→ Task requirements
A: Duplicate, word for word, the stretch of the article on Paul Dirac from "He combined the" through "physics and cosmology.".
B: Write the next part of the article on Paul Dirac, picking up after its final sentence.

═══ Selected text ═══

Paul Dirac: A Genius Scientist with No Ambition for Fame

9 min readAug 10, 2020

Outside the physics community, the name “Paul Dirac” is quite unfamiliar. But, within the physics community, Paul Dirac is a person of high-esteem, regarded as being in the same league as Newton, Maxwell or Einstein.

The Nobel committee declared him as one of the winners of the Nobel Prize in Physics for the year 1933, but he refused to accept the prize, because he believed that, it would bring publicity for him. When Rutherford told him, “A refusal will get you much more publicity”, he accepted it, reluctantly! In his life, he turned down most honors including the knighthood offered to him in 1953.

“Of all Physicists, Dirac has the purest soul”
- Niels Bohr
“Of the three founders of modern quantum mechanics, Heisenberg and Schrodinger can claim to have caught the first glimpses of the theory. But it was Dirac who put them together and revealed the whole picture”
- Stephen Hawking

Dirac with Heisenberg in Chicago in 1929

Why is Paul Dirac so important for Physics?

Paul Dirac is one of the founders of modern Quantum Mechanics (current version of QM) and the author of many of its most important subsequent developments. Students who do a major in Physics, in the senior year, begin learning Quantum Mechanics with the famous/infamous Bra-ket notation, introduced by Paul Dirac.
He combined the Special Theory of Relativity with Quantum Mechanics, which led him to discover something, known as “The Dirac Equation”. Dirac equation is considered as one of the most beautiful equations in Physics
He introduced the concept of “antimatter” which plays a central role in particle physics and cosmology.
He took the first step in the foundation of Quantum Field Theory, one of the most vital areas of physics today.

Paul Dirac

1902: Born in Bristol, England on August 8

1918: Enrolled at University of Bristol in Electrical Engineering, at his Father’s suggestion

1921: Completed Honors degree with First Class

1921–23: Studied Mathematics at U of Bristol

1923: Enrolled to University of Cambridge for PhD in Physics

1925: First met Heisenberg, with whom he continued a lifelong friendship

1926: PhD

1927: First met Einstein, though the contact between them remained minimal afterwards

1932: Became the Lucasian Professor of Mathematics at Cambridge, the same chair once held by Newton

1933: Received Nobel Prize in Physics, at the age of 31

1984: Passed Away, on October 20

Paul Dirac (center) with Director Robert Oppenheimer (left) and Abraham Pais (right), during a tea party in November 1947, at Princeton University’s Institute for Advanced Study

Dirac and Oppenheimer (father of the atomic bomb) spent some time together in Göttingen. Then, in one of these days, Dirac noticed that Oppenheimer wrote poetry. Dirac asserted, “Robert, I do not understand how a man can work on the frontiers of physics and write poetry at the same time.”

═══ Extracted material ═══

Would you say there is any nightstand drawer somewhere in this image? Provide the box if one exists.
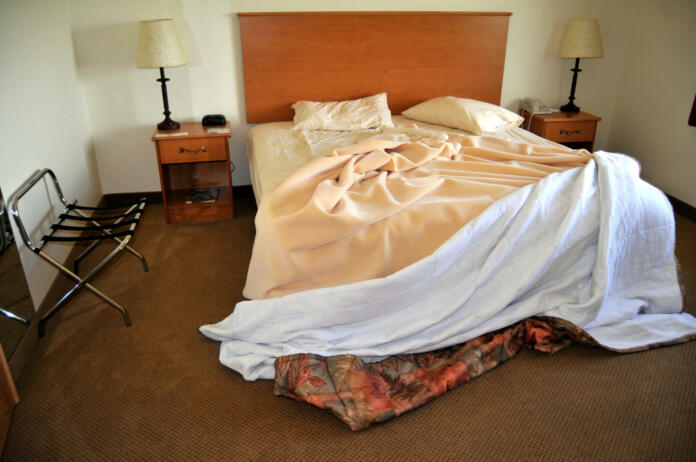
[159,137,227,164]
[541,121,597,143]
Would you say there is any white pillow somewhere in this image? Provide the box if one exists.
[292,93,394,130]
[401,96,524,135]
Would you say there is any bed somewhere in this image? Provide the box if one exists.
[201,9,696,429]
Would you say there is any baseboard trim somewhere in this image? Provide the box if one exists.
[667,194,696,221]
[103,191,162,207]
[8,197,106,378]
[104,184,254,207]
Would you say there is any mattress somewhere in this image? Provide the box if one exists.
[247,116,561,205]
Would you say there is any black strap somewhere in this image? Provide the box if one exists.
[51,219,140,231]
[41,231,135,242]
[68,197,147,210]
[58,208,142,221]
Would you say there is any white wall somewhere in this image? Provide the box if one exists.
[0,0,101,306]
[71,0,630,194]
[608,0,696,206]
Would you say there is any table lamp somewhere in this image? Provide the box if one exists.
[561,19,604,112]
[138,19,187,130]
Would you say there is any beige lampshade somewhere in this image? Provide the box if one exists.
[138,19,187,67]
[561,19,604,58]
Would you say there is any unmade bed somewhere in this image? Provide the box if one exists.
[201,13,696,429]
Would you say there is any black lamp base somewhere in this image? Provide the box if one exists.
[157,116,181,130]
[561,58,582,112]
[561,101,580,112]
[157,67,180,130]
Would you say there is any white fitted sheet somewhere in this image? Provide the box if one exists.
[247,116,559,204]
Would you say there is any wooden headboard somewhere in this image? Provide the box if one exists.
[238,12,511,123]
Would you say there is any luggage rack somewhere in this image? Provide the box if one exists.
[10,168,149,337]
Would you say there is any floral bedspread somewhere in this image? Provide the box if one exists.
[274,318,694,430]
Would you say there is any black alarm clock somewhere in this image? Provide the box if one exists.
[202,114,227,127]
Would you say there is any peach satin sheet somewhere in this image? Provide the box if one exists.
[244,136,592,299]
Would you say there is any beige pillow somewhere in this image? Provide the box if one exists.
[402,96,524,135]
[292,93,394,130]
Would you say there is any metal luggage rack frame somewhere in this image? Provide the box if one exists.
[10,168,149,337]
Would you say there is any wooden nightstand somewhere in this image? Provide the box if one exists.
[520,111,602,152]
[152,122,234,223]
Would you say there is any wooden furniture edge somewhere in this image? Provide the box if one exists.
[237,11,512,16]
[665,194,696,222]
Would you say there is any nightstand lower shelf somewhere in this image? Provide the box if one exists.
[152,122,234,223]
[165,186,234,223]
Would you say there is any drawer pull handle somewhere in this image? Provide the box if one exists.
[179,146,208,154]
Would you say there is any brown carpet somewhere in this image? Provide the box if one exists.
[3,193,696,461]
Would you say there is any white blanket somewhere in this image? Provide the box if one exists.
[200,152,696,380]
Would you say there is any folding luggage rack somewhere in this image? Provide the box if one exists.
[10,168,149,337]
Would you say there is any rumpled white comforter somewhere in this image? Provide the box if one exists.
[200,151,696,380]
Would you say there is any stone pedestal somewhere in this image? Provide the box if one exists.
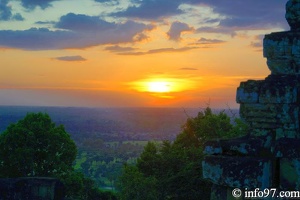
[202,0,300,200]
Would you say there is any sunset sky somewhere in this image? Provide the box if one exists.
[0,0,289,108]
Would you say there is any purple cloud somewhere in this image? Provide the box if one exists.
[112,0,288,33]
[179,67,198,71]
[118,47,198,56]
[21,0,60,10]
[55,56,86,61]
[105,45,135,53]
[0,13,151,50]
[0,0,24,21]
[167,21,194,41]
[112,0,182,20]
[197,38,225,44]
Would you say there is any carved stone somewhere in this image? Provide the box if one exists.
[202,0,300,200]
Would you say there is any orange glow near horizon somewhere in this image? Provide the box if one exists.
[130,78,194,98]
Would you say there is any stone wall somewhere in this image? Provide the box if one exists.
[202,0,300,200]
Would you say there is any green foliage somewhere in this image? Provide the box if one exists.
[0,113,77,177]
[118,164,158,200]
[0,113,116,200]
[120,108,247,200]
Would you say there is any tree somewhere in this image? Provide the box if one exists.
[118,164,159,200]
[0,113,77,178]
[117,108,247,200]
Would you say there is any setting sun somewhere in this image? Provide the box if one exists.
[148,81,172,93]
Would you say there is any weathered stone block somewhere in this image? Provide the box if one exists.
[240,104,299,130]
[263,31,300,75]
[274,138,300,159]
[236,80,261,103]
[204,136,272,156]
[202,156,272,188]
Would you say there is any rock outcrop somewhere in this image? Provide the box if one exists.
[202,0,300,200]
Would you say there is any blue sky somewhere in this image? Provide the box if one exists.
[0,0,289,106]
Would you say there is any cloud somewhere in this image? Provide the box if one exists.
[167,21,194,41]
[112,0,287,30]
[118,47,198,56]
[0,13,151,50]
[94,0,120,5]
[55,56,86,61]
[21,0,60,10]
[197,38,225,44]
[105,45,135,53]
[196,26,237,37]
[35,21,56,25]
[0,0,24,21]
[112,0,183,20]
[198,0,287,34]
[55,13,116,31]
[179,67,198,71]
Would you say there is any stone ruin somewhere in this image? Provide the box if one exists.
[202,0,300,200]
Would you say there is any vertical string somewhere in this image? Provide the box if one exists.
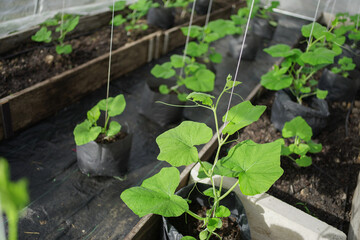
[0,198,6,239]
[204,0,213,28]
[105,0,115,122]
[221,0,255,125]
[307,0,321,49]
[60,0,65,37]
[326,0,336,30]
[356,2,360,31]
[180,0,196,77]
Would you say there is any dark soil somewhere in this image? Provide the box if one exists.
[0,1,231,98]
[95,132,128,144]
[239,89,360,233]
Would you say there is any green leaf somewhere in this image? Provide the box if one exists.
[55,44,72,54]
[296,156,312,167]
[260,68,293,91]
[207,218,222,232]
[156,121,212,167]
[186,42,209,57]
[307,140,322,153]
[289,143,310,156]
[209,52,222,63]
[316,88,328,99]
[170,54,191,68]
[282,116,313,142]
[200,230,209,240]
[151,62,176,79]
[215,206,231,217]
[87,106,101,124]
[110,14,126,26]
[301,22,328,39]
[186,92,215,107]
[97,94,126,117]
[31,27,51,43]
[0,157,29,240]
[120,167,189,217]
[220,140,284,195]
[181,236,196,240]
[300,48,337,66]
[203,188,215,198]
[184,69,215,92]
[177,93,188,102]
[181,25,203,38]
[106,121,121,137]
[109,1,126,11]
[159,84,170,94]
[222,101,266,135]
[264,44,296,57]
[74,120,101,146]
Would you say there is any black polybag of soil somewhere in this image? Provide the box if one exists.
[162,183,251,240]
[334,44,360,70]
[146,7,175,29]
[229,34,261,61]
[271,90,330,136]
[250,17,275,40]
[189,0,210,15]
[318,69,360,101]
[76,125,132,177]
[139,84,185,127]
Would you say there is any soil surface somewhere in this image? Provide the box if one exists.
[0,1,226,98]
[239,91,360,233]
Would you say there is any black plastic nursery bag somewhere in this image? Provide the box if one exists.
[162,183,251,240]
[139,84,185,126]
[146,7,175,29]
[229,34,261,61]
[318,69,360,101]
[271,90,330,135]
[76,126,132,177]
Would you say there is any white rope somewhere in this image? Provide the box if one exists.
[326,0,336,30]
[224,0,255,124]
[180,0,196,77]
[356,2,360,31]
[308,0,321,48]
[105,0,115,122]
[204,0,213,29]
[60,0,65,36]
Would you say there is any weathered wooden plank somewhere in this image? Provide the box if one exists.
[0,12,111,55]
[0,34,156,141]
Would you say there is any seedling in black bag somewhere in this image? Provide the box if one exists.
[331,57,356,77]
[261,23,345,104]
[31,14,80,55]
[151,54,215,101]
[121,77,283,240]
[74,94,126,146]
[277,117,322,167]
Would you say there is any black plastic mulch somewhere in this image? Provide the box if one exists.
[0,13,304,239]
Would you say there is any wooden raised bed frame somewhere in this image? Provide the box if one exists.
[0,1,240,140]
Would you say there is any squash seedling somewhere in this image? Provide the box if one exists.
[261,23,345,104]
[0,157,29,240]
[74,94,126,146]
[278,116,322,167]
[181,19,241,63]
[331,57,356,78]
[151,54,215,101]
[31,14,80,55]
[121,77,283,240]
[110,0,159,35]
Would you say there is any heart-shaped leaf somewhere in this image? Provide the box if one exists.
[120,167,189,217]
[219,140,284,195]
[156,121,212,167]
[222,101,266,135]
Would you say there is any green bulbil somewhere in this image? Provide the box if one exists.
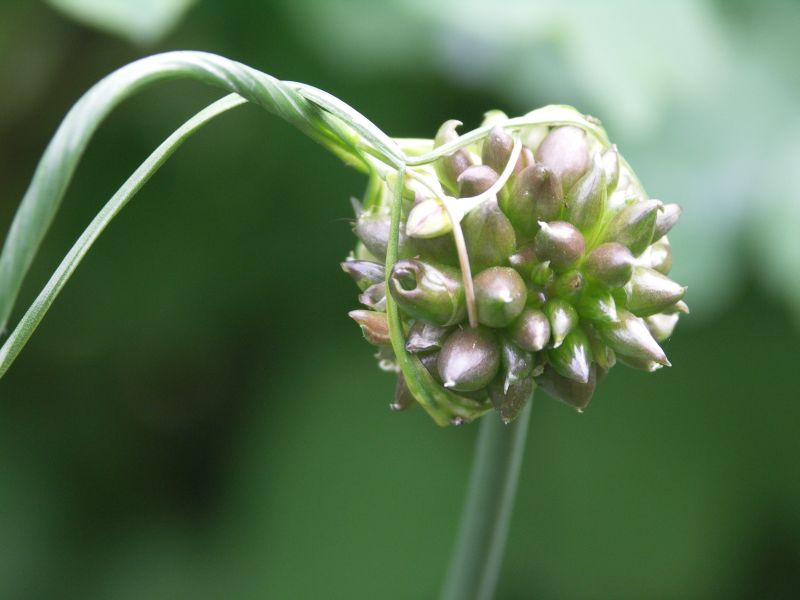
[461,198,517,272]
[433,119,472,191]
[509,308,551,352]
[584,242,634,289]
[603,200,661,256]
[457,165,498,198]
[500,164,564,237]
[474,267,528,327]
[533,221,586,271]
[567,157,608,233]
[535,126,590,191]
[544,298,579,348]
[342,107,688,423]
[438,327,500,392]
[389,259,467,326]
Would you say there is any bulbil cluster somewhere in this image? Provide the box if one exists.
[342,115,688,422]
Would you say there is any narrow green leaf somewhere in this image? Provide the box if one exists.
[0,94,245,377]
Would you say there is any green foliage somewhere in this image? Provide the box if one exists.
[46,0,197,45]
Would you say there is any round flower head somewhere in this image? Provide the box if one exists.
[342,107,688,425]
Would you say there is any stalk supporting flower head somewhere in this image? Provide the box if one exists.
[342,107,686,424]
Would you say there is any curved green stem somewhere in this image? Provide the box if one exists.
[441,401,532,600]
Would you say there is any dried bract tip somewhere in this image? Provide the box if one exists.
[625,267,686,317]
[603,200,661,256]
[536,126,589,190]
[406,198,453,239]
[341,260,386,292]
[548,327,593,383]
[509,308,550,352]
[597,310,671,367]
[544,298,578,348]
[347,310,391,346]
[537,365,597,411]
[602,144,619,194]
[433,119,472,190]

═══

→ The replies
A:
He combined the Special Theory of Relativity with Quantum Mechanics, which led him to discover something, known as “The Dirac Equation”. Dirac equation is considered as one of the most beautiful equations in Physics
He introduced the concept of “antimatter” which plays a central role in particle physics and cosmology.

B:
“Why not?” Oppenheimer asked.

“In physics, you want to tell something that nobody knew before, in words which everyone can understand. In poetry, however, you go on to describe something that everybody knows about, in incomprehensible ways.”

Dirac and Feynman at a conference in Poland in July 1962

American physicist, Richard Feynman, born in 1918, grew up idolizing Dirac. About 40 years later, they met in Poland at a conference.

Feynman spoke at length, as he wanted to describe new ideas to his hero. Dirac, perhaps intimated by Feynman’s over-enthusiasm, remained quiet all along.Feynman started to see that it was extremely difficult to get anything out of Dirac. But then, after a long silence, Dirac says, “I have an equation. Do you have one too?”

Dirac also went on to explain as to why he spoke so little, “There are always more people willing to speak than there are to listen.”

Shifting from Relativity to Quantum Mechanics

At Cambridge, as a research student Dirac had to have a supervisor who would advise on, or determine, the research topic on which he would work. Dirac wanted to have Ebenezer Cunningham as his supervisor and to pursue research in the theory of relativity. Cunningham was a specialist on relativity, but he did not want to take on any more research students. At first Dirac felt disappointed not to have Cunningham as his supervisor.

Dirac was later assigned to Ralph Fowler. Fowler’s field was not relativity, his main interests were in the quantum mechanics for atoms and statistical mechanics. In the summer of 1923, Dirac was ignorant of quantum theory and he initially found it much less interesting. But as Fowler’s research student, he was forced to learn the new subjects and soon discovered that they were far from uninteresting. Dirac worked hard to improve his knowledge Within a year, Dirac became fully acquainted with the quantum mechanics for atoms.

A brilliant, successful career as a researcher

Old vs Modern Quantum Mechanics:

The old quantum mechanics was developed between 1900–1924 by Max Planck, Neils Bohr & others which had a lot of limitations. The more general view of quantum mechanics was initiated after, a French PhD student, Louis de Broglie in 1924, provided a new hypothesis: particles (like electrons) could behave as waves. This idea was moved forwarded by Schrodinger, Heisenberg and a new quantum theory came into light in 1925, called “modern quantum mechanics”

In the old quantum theory, we could think about particles moving in normal ways. The electrons orbit the nucleus just like planets orbit the sun. But this was wrong. The new quantum theory says that tiny particles behave in ways that are totally different from normal objects that we can see. In fact, it is impossible to know exactly where they are or what they do.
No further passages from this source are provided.